- [Records to use]:
►
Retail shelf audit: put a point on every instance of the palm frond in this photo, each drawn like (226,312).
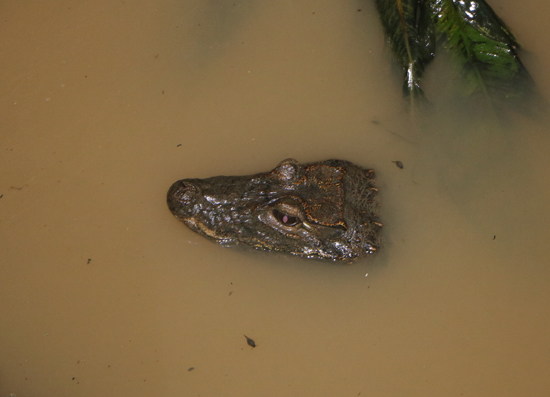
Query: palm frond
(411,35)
◄
►
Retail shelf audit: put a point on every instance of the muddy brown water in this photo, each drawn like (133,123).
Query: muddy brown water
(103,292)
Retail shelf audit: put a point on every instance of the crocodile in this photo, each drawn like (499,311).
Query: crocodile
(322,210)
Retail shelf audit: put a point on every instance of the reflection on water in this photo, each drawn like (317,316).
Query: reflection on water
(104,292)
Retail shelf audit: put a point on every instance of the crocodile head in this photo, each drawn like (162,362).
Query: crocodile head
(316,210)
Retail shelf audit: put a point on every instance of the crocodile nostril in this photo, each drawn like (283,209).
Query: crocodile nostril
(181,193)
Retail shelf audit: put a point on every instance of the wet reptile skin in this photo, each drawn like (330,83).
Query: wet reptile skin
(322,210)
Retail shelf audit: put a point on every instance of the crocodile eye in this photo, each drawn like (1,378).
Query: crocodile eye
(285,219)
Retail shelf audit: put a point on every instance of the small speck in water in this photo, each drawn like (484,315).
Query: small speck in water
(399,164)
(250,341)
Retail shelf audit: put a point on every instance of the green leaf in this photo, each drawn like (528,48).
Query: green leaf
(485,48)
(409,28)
◄
- [Stated exercise]: Find each line in the rows above that contains the word "frond" and copy those lines out.

- [Exercise solution]:
Retail shelf audit: put a point on every instance of the palm frond in this photo, each drawn like (226,312).
Query: palm frond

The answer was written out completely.